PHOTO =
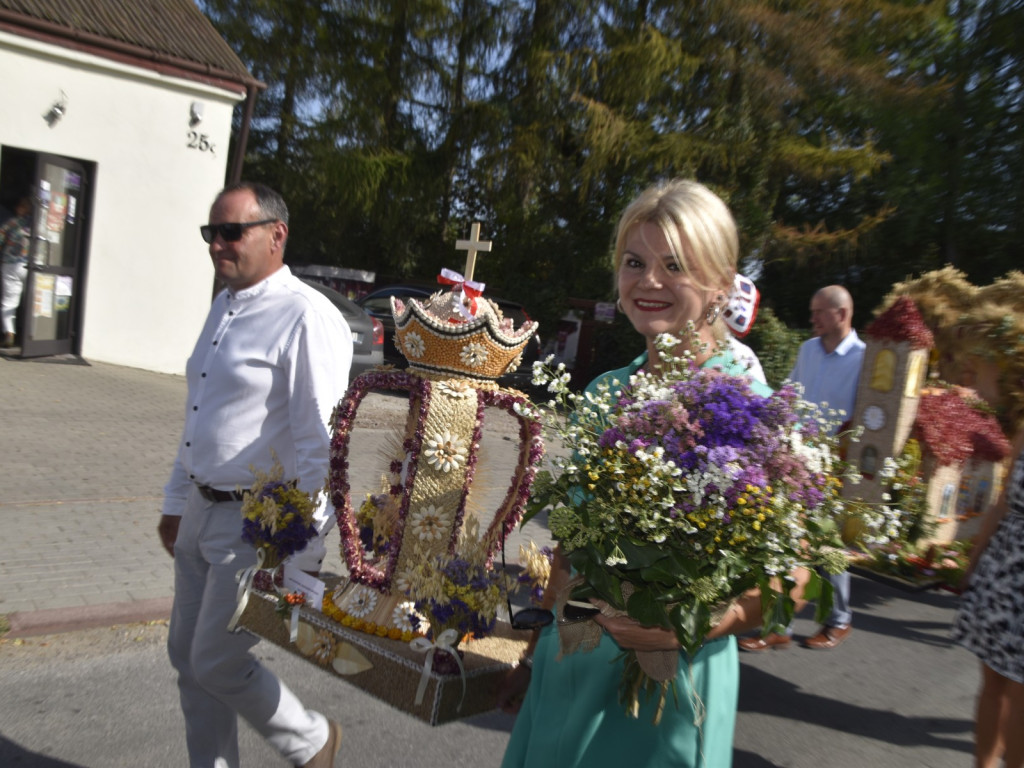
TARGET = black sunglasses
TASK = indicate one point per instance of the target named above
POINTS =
(527, 619)
(230, 231)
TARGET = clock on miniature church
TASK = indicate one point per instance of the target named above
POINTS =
(894, 370)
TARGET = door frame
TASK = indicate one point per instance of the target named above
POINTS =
(70, 341)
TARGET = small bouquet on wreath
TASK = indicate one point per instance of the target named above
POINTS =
(684, 489)
(278, 518)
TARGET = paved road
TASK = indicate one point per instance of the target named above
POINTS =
(86, 451)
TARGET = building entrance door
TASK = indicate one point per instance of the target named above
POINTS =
(53, 289)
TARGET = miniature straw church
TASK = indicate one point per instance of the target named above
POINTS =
(962, 446)
(897, 344)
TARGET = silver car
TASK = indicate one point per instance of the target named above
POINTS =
(368, 332)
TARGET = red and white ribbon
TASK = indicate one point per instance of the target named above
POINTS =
(467, 290)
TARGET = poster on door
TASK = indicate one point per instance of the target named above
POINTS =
(43, 299)
(55, 217)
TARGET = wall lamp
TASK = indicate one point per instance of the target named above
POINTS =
(57, 111)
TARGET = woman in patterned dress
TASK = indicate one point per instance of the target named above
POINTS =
(990, 620)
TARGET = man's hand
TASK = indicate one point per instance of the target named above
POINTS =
(168, 530)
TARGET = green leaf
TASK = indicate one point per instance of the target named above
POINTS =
(644, 606)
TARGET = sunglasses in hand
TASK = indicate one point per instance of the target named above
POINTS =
(229, 231)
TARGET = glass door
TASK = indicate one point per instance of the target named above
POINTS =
(53, 287)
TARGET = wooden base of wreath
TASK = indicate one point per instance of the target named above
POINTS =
(394, 669)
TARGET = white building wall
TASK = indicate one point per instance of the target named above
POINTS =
(148, 276)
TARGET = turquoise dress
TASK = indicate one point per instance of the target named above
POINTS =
(571, 717)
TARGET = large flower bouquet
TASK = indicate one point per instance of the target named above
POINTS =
(276, 516)
(682, 489)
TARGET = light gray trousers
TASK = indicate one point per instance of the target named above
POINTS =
(218, 678)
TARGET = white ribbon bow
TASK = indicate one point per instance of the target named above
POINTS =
(467, 290)
(245, 579)
(445, 642)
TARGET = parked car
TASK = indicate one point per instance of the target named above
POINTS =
(378, 304)
(368, 333)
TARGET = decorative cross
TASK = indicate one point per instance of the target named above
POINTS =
(472, 246)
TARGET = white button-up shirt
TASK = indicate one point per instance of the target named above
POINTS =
(269, 366)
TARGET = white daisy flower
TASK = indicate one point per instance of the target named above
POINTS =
(473, 354)
(413, 344)
(360, 602)
(430, 523)
(402, 583)
(445, 452)
(402, 615)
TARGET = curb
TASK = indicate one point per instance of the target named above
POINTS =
(56, 621)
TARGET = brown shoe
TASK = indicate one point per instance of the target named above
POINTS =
(765, 643)
(325, 758)
(828, 637)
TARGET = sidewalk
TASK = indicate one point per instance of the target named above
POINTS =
(87, 450)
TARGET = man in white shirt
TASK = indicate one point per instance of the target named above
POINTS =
(828, 367)
(268, 368)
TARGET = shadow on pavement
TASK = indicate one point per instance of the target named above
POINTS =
(13, 756)
(764, 693)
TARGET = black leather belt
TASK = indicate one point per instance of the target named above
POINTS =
(218, 497)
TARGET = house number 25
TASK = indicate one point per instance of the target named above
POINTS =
(200, 141)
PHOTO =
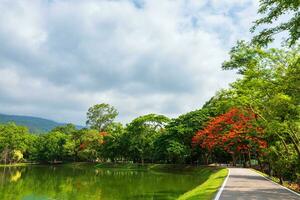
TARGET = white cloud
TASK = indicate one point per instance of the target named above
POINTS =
(59, 57)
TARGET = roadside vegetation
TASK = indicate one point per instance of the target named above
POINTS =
(254, 121)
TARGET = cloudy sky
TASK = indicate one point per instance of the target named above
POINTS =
(59, 57)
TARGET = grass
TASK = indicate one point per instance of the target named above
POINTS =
(208, 189)
(15, 165)
(293, 186)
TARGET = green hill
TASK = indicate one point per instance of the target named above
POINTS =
(35, 124)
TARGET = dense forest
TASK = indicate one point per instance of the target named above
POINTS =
(253, 122)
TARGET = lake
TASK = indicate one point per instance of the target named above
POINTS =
(87, 182)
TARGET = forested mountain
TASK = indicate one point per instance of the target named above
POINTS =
(35, 124)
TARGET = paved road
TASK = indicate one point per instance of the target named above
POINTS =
(245, 184)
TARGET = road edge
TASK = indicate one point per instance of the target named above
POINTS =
(222, 187)
(296, 193)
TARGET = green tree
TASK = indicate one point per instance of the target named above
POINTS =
(272, 10)
(100, 116)
(270, 88)
(90, 145)
(13, 140)
(50, 147)
(113, 147)
(142, 133)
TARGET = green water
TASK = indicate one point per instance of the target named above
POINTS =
(88, 182)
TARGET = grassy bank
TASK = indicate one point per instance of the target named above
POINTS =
(210, 181)
(208, 189)
(16, 164)
(293, 186)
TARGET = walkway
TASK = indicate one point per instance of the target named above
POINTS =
(245, 184)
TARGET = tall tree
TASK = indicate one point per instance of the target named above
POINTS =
(100, 116)
(142, 133)
(272, 10)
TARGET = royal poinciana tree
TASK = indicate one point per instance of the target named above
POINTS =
(236, 132)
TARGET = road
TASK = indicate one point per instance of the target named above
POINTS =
(243, 184)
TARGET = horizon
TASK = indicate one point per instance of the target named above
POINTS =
(139, 56)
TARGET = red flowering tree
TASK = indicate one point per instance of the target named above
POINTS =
(235, 132)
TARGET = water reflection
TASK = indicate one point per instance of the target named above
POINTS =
(88, 183)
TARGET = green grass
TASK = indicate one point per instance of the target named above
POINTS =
(292, 186)
(15, 165)
(208, 189)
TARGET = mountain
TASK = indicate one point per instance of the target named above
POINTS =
(35, 124)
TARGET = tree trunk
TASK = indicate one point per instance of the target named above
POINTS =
(249, 157)
(233, 160)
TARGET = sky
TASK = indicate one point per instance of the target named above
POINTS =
(59, 57)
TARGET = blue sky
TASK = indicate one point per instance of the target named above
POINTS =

▸ Exercise details: Copy the lines above word for word, starting at the line containing "TARGET = water reflection" and continuing through the last line of the items, including both ends.

▸ Complete answer:
TARGET = water reflection
TASK = indicate one point per instance of the target named above
POINTS =
(88, 183)
TARGET = green grass
TASK = indicate one point per instance of the target named above
POINTS =
(292, 186)
(15, 165)
(208, 189)
TARGET = mountain
TASK = indicate one point per instance of the target named above
POINTS =
(35, 124)
TARGET = tree trunk
TASK = indicate one point per instance of the target named above
POINTS =
(249, 157)
(233, 160)
TARGET = sky
TASK = indicate one point per instance of the target named above
POINTS =
(59, 57)
TARGET = blue sky
TASK = indicate one point per instance of the target named above
POINTS =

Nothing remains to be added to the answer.